== Problem ==
Please output the lines shown below exactly as they appear.

== Task inputs ==
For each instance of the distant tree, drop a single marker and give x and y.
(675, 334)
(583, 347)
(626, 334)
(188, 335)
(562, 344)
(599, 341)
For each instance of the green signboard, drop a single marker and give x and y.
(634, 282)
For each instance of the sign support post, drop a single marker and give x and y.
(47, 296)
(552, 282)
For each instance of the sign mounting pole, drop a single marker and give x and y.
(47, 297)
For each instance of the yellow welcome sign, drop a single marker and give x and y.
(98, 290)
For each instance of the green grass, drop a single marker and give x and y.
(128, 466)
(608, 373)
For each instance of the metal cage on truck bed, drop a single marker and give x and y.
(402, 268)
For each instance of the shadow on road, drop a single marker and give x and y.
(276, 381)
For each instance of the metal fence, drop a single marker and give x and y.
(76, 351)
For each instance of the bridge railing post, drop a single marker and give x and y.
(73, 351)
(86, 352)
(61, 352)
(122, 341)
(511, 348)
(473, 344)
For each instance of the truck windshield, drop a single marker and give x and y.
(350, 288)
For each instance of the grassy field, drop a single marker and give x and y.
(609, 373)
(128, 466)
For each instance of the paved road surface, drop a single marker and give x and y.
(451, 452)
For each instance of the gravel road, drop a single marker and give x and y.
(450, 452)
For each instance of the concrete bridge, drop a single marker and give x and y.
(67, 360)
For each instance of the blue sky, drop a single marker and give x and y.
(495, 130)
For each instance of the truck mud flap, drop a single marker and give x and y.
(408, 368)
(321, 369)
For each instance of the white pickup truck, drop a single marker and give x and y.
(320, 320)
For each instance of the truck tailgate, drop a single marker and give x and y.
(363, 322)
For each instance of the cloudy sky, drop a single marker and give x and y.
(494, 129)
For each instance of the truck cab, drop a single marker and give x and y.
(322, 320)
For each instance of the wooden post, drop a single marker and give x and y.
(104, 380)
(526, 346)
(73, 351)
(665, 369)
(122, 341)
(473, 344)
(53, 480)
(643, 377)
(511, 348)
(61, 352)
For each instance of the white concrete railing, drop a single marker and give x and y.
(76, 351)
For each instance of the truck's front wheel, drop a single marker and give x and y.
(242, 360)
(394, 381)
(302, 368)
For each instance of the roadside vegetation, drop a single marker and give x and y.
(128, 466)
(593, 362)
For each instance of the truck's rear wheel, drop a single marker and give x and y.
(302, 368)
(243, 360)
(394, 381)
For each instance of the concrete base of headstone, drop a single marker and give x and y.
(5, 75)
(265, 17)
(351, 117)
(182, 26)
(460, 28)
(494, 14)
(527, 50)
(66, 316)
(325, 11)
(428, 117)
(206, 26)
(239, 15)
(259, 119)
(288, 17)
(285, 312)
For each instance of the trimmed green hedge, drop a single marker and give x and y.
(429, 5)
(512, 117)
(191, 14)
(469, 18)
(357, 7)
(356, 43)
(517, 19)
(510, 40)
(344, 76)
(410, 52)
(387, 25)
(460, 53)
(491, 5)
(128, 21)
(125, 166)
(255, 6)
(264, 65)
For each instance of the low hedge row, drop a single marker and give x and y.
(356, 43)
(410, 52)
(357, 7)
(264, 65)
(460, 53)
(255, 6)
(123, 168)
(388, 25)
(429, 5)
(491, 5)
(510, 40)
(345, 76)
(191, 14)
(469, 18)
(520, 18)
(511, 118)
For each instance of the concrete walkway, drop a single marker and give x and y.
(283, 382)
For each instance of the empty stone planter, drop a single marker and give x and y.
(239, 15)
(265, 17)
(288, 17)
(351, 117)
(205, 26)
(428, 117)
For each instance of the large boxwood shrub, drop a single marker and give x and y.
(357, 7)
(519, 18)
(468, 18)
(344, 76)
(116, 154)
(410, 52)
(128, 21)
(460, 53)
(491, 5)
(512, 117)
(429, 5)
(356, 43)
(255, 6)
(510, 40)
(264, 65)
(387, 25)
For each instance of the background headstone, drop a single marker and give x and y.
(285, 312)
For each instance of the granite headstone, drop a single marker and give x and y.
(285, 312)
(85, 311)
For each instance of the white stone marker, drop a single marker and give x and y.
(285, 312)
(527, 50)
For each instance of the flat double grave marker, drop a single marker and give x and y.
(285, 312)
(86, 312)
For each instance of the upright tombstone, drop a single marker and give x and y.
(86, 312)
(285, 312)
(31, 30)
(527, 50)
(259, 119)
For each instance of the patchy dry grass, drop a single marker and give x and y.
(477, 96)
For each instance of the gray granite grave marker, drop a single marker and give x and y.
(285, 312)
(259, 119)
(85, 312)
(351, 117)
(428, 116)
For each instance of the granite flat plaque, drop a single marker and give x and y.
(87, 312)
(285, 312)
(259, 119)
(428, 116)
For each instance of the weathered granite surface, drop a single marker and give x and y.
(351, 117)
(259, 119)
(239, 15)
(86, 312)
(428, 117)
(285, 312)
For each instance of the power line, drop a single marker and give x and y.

== Written solution ==
For each instance of the distant tree, drop a single marker and give x and y.
(675, 334)
(583, 347)
(626, 334)
(188, 335)
(562, 344)
(599, 341)
For each instance of the green signboard, drop a single marker and give x and y.
(634, 282)
For each instance of the sign support post, drop a single marker and give x and y.
(47, 296)
(552, 282)
For each instance of the sign mounting pole, drop a single marker and give x and y.
(47, 297)
For each instance of the yellow welcome sign, drop a single marker and give x and y.
(98, 290)
For each instance of the green grass, drop a single marker and give x and y.
(128, 466)
(608, 373)
For each instance of the metal cage on truck bed, drop a single marker and give x and y.
(402, 268)
For each instance of the shadow on road, drop a single marker and give x and y.
(276, 381)
For each instance of the metal fence, drop a single marker and give x and y.
(76, 351)
For each instance of the bridge railing post, drop a single marker and give x and y.
(73, 351)
(86, 352)
(61, 352)
(122, 341)
(511, 348)
(473, 344)
For each instance of the truck windshield, drop a single marker and give x and y.
(350, 288)
For each instance of the grassy field, drop a single marker and give x and y.
(609, 373)
(128, 466)
For each instance of the paved road surface, drop a single marker and give x and y.
(451, 452)
For each instance of the gravel road, drop a single marker and give x and y.
(450, 452)
For each instance of the concrete bridge, drop a single marker and give x and y.
(67, 360)
For each instance of the blue sky, drop a single marker and give x and y.
(495, 130)
For each instance of the truck mud flap, drop a single marker and give x and y.
(408, 368)
(321, 369)
For each instance of the white pickup truck, drop a single marker and give x and y.
(320, 320)
For each instance of the truck tailgate, drop a single marker and give x and y.
(363, 322)
For each instance of the cloudy sky, drop a single marker and give x and y.
(494, 129)
For each instance of the truck cab, drop a single marker and give x and y.
(322, 320)
For each instance of the wooden post, drop a single marker and give x and y.
(104, 380)
(526, 346)
(73, 351)
(665, 369)
(122, 341)
(473, 344)
(53, 480)
(643, 377)
(511, 348)
(61, 352)
For each instance of the white concrete railing, drop a single marker and give x and y.
(76, 351)
For each instance of the truck's front wheel, drop a single marker and give x and y.
(242, 360)
(394, 381)
(302, 368)
For each instance of the roadside vegetation, drop a single marker and give x and y.
(128, 466)
(593, 362)
For each instance of the truck's rear wheel, drop a single marker and give x and y.
(302, 368)
(243, 360)
(394, 381)
For each instance of the concrete base of headstone, drop a single marker and give x and y.
(5, 75)
(265, 17)
(351, 117)
(182, 26)
(460, 28)
(494, 14)
(527, 50)
(66, 316)
(325, 11)
(428, 117)
(206, 26)
(239, 15)
(259, 119)
(288, 17)
(285, 312)
For each instance of the trimmed green hedge, drop a single marker and give x and y.
(429, 5)
(512, 117)
(191, 14)
(469, 18)
(357, 7)
(356, 43)
(517, 19)
(510, 40)
(344, 76)
(410, 52)
(387, 25)
(460, 53)
(491, 5)
(128, 21)
(125, 166)
(255, 6)
(264, 65)
For each instance of the low hedge row, drop a single marker and give x and y.
(356, 43)
(410, 52)
(357, 7)
(264, 65)
(460, 53)
(255, 6)
(123, 168)
(388, 25)
(429, 5)
(491, 5)
(510, 40)
(345, 76)
(191, 14)
(469, 18)
(520, 18)
(511, 118)
For each instance of the concrete walkway, drop a single marker and give x and y.
(283, 382)
For each instance of the empty stone planter, drop a single marker and give x and y.
(239, 15)
(265, 17)
(288, 17)
(351, 117)
(205, 26)
(428, 117)
For each instance of the large boxwood shrub, drop a single marker and give x and y.
(357, 7)
(519, 18)
(468, 18)
(344, 76)
(116, 154)
(410, 52)
(128, 21)
(460, 53)
(491, 5)
(512, 117)
(429, 5)
(356, 43)
(255, 6)
(510, 40)
(264, 65)
(387, 25)
For each instance of the background headstone, drop a single marker and give x and y.
(285, 312)
For each instance of the granite headstone, drop a single marker and give x and y.
(285, 312)
(85, 311)
For each instance of the white stone marker, drop a single marker and give x and y.
(285, 312)
(527, 50)
For each instance of the flat double grave marker, drop a single marker and give x and y.
(285, 312)
(86, 312)
For each instance of the upright tombstone, drop a single marker and give x and y.
(86, 312)
(285, 312)
(31, 30)
(527, 50)
(259, 119)
For each instance of the patchy dry grass, drop a single marker and give x and y.
(477, 96)
For each instance of the gray granite grave marker, drop a single marker and give x and y.
(285, 312)
(259, 119)
(85, 312)
(351, 117)
(428, 116)
For each instance of the granite flat plaque, drop a single marker and give x and y.
(87, 312)
(285, 312)
(259, 119)
(428, 116)
For each instance of the weathered granite surface, drop a single marker and give x and y.
(351, 117)
(259, 119)
(239, 15)
(86, 312)
(428, 117)
(285, 312)
For each instance of the power line, drop a single marker and give x and y.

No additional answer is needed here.